▸ What is needed
Would you reproduce the whole listing exactly, dropping any pictures it holds?

▸ Exercise data
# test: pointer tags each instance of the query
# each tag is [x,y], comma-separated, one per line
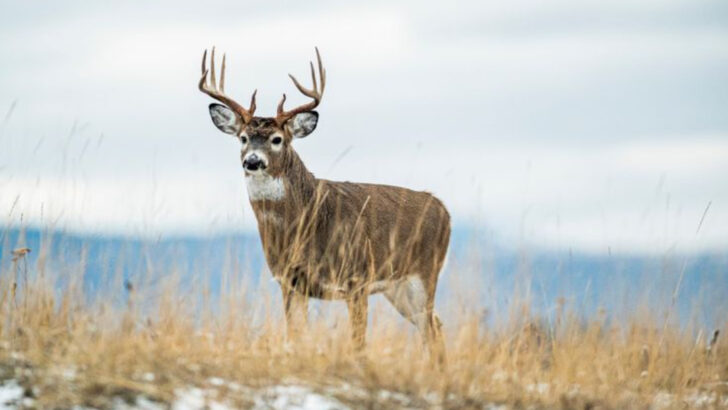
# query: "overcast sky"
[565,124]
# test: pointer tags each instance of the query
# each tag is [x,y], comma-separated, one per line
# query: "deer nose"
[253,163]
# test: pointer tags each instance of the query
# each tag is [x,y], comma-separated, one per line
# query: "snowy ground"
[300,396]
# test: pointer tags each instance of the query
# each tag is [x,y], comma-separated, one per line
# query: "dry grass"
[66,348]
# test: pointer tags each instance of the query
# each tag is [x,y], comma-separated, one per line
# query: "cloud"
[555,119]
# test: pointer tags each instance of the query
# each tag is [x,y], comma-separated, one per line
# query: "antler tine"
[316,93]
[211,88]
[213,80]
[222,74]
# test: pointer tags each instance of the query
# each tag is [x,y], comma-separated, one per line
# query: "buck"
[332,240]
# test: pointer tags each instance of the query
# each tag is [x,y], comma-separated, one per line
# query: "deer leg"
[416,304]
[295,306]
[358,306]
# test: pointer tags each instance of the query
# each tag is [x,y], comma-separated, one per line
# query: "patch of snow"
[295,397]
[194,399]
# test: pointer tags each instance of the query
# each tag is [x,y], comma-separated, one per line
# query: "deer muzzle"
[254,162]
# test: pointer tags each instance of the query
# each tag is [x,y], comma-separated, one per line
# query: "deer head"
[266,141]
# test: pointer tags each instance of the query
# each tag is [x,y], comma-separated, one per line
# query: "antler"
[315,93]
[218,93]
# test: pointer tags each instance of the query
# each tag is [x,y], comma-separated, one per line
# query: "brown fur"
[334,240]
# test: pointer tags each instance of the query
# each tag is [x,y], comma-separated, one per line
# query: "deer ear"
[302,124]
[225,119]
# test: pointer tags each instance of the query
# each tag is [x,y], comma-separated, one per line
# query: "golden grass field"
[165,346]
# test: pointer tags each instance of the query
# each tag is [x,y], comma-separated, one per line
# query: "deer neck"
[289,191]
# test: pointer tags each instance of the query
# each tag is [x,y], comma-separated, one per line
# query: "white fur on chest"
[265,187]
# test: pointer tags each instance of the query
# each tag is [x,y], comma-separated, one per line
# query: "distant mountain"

▸ Solution below
# test: pointer tags each instance of the query
# each tag is [x,y], comma-separated, one per line
# query: "overcast sky"
[565,124]
# test: pointer tags each instance of the query
# each tag is [x,y], comma-separated, one per line
# query: "deer nose"
[253,163]
# test: pointer tags each instance of the query
# each tag is [x,y], comma-separated, one per line
# query: "snowy ground"
[300,396]
# test: pointer tags each instance of the query
# each tag is [x,y], comma-separated, one per line
# query: "dry grass"
[66,348]
# test: pointer tags each instance of the query
# each tag is [x,y], comma-separated, one per line
# query: "cloud"
[555,119]
# test: pointer tags each instance of the query
# each tag is [x,y], comma-separated, one per line
# query: "antler tine"
[316,93]
[211,88]
[213,80]
[222,74]
# test: pointer tags each instance of the query
# each tag is [x,y], comma-separated, one per line
# query: "buck"
[332,240]
# test: pointer tags each instance of the query
# each tag is [x,y], comma-separated, one per line
# query: "deer leg"
[416,304]
[295,306]
[358,306]
# test: pointer tags each instance of the query
# each tag is [x,y], comma-separated, one per line
# query: "patch of snow"
[295,397]
[194,399]
# test: pointer tags each instance of the query
# each tag is [x,y], comma-separated, one per line
# query: "deer muzzle"
[254,162]
# test: pointer tags each instance of the query
# each tag is [x,y], comma-separated, one per line
# query: "deer head"
[266,141]
# test: pointer tags each instance of the query
# each tag is [x,y], comma-separated, one per line
# query: "antler"
[315,93]
[218,93]
# test: pointer tags each instance of the query
# each tag is [x,y], comma-separated, one per line
# query: "brown fur"
[334,240]
# test: pointer tags each instance of the query
# each tag is [x,y], comma-separated, one per line
# query: "deer ear"
[302,124]
[225,119]
# test: pointer tags each instance of the query
# each tag is [x,y], comma-separated, one per line
# query: "golden grass field"
[165,346]
# test: pointer tags each instance of the query
# each tag is [x,y], comma-separated, one per line
# query: "deer neck"
[289,191]
# test: pointer tags each instance of the query
# each tag is [x,y], comma-separated, one per line
# query: "white fur on chest"
[265,187]
# test: pointer tags each instance of the query
# each tag is [x,y], comma-separated, one per line
# query: "distant mountain"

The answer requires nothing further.